◆ REQUEST ◆
Switch each "query" in the records below to "prompt" and write all the lines out again with nothing else changed. Don't include the pictures.

◆ Picture region labeling data ◆
%%

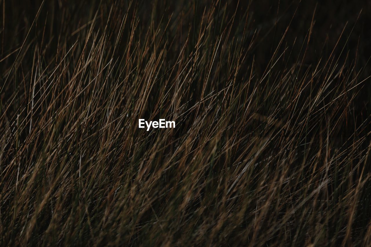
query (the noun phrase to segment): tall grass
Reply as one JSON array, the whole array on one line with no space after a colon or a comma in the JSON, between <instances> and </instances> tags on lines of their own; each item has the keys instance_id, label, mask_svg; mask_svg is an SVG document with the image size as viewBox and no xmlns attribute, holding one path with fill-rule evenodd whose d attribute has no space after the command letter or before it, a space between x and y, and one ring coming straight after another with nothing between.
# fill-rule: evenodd
<instances>
[{"instance_id":1,"label":"tall grass","mask_svg":"<svg viewBox=\"0 0 371 247\"><path fill-rule=\"evenodd\" d=\"M3 0L0 245L370 244L368 9L312 4Z\"/></svg>"}]
</instances>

%%

◆ EXERCISE ANSWER ◆
prompt (the noun phrase to segment): tall grass
Reply as one JSON array, the whole array on one line with no space after a colon or a comma in the JSON, between <instances> and </instances> tags on lines of their own; each item has the keys instance_id, label, mask_svg; mask_svg is an SVG document with the image size as viewBox and no xmlns attribute, holding one path with fill-rule evenodd whose d attribute has no space after the command letter or before it, a space between x and y, and one ring coming straight after another with nothing between.
# fill-rule: evenodd
<instances>
[{"instance_id":1,"label":"tall grass","mask_svg":"<svg viewBox=\"0 0 371 247\"><path fill-rule=\"evenodd\" d=\"M3 0L0 245L370 244L368 9L312 4Z\"/></svg>"}]
</instances>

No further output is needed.